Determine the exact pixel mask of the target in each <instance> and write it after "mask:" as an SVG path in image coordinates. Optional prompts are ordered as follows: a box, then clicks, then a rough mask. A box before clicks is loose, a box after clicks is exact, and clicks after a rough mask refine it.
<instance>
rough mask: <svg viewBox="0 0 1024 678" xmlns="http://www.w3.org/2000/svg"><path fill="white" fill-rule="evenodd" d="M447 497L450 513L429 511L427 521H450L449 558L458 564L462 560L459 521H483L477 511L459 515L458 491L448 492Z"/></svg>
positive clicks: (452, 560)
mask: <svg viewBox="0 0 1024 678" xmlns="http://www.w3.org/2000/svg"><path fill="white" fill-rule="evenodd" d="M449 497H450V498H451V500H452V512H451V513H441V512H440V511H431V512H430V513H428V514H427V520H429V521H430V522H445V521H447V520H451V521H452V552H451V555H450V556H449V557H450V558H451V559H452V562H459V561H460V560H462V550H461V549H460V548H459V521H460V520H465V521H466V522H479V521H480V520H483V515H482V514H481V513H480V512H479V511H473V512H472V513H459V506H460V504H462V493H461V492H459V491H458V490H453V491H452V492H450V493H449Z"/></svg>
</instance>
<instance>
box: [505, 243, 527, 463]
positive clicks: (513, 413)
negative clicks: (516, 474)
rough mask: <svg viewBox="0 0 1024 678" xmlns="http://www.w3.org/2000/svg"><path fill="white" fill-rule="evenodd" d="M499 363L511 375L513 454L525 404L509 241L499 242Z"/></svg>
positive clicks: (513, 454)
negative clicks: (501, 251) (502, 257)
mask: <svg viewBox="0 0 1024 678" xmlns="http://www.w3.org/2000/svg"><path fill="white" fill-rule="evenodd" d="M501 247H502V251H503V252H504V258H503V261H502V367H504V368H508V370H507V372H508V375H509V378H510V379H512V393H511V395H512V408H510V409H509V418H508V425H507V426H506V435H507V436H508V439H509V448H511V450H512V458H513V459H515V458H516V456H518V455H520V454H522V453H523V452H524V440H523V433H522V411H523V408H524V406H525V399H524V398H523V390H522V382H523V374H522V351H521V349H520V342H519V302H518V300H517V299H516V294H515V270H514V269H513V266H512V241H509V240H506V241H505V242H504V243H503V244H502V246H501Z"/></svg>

------------------------

### Exercise
Copy every one of the lines above word for word, with nothing changed.

### Response
Determine the exact pixel mask of the target in each <instance> and write it after "mask:" as an SVG path in image coordinates. Optional prompts are ordered as follows: a box, then clicks, then a rough mask. A box before clicks is loose, a box after clicks is exact, and clicks after a rough mask refine it.
<instance>
rough mask: <svg viewBox="0 0 1024 678" xmlns="http://www.w3.org/2000/svg"><path fill="white" fill-rule="evenodd" d="M447 497L450 513L429 511L427 521H450L449 558L458 564L462 560L459 521H483L477 511L459 515L458 491L448 492Z"/></svg>
positive clicks: (452, 560)
mask: <svg viewBox="0 0 1024 678" xmlns="http://www.w3.org/2000/svg"><path fill="white" fill-rule="evenodd" d="M449 497H450V498H451V500H452V512H451V513H441V512H440V511H431V512H430V513H428V514H427V520H429V521H430V522H445V521H447V520H451V521H452V552H451V555H450V556H449V557H450V558H451V559H452V562H459V561H460V560H462V550H461V549H460V548H459V521H460V520H465V521H466V522H479V521H480V520H483V515H482V514H481V513H480V512H479V511H473V512H472V513H459V506H460V504H462V493H461V492H459V491H458V490H453V491H452V492H450V493H449Z"/></svg>
</instance>
<instance>
box: [505, 243, 527, 463]
positive clicks: (513, 413)
negative clicks: (516, 474)
rough mask: <svg viewBox="0 0 1024 678" xmlns="http://www.w3.org/2000/svg"><path fill="white" fill-rule="evenodd" d="M499 363L511 375L513 454L525 404L509 241L499 242Z"/></svg>
positive clicks: (513, 454)
negative clicks: (501, 251) (502, 257)
mask: <svg viewBox="0 0 1024 678" xmlns="http://www.w3.org/2000/svg"><path fill="white" fill-rule="evenodd" d="M501 247H502V251H503V252H504V258H503V261H502V367H504V368H508V370H507V372H508V375H509V378H510V379H512V393H511V395H512V408H510V409H509V418H508V425H507V426H506V435H507V436H508V439H509V448H511V450H512V458H513V459H515V458H516V456H518V455H520V454H522V453H523V452H524V440H523V433H522V411H523V408H524V406H525V399H524V398H523V390H522V382H523V374H522V351H521V349H520V342H519V302H518V300H517V299H516V294H515V270H514V269H513V266H512V241H509V240H506V241H505V242H504V243H503V244H502V246H501Z"/></svg>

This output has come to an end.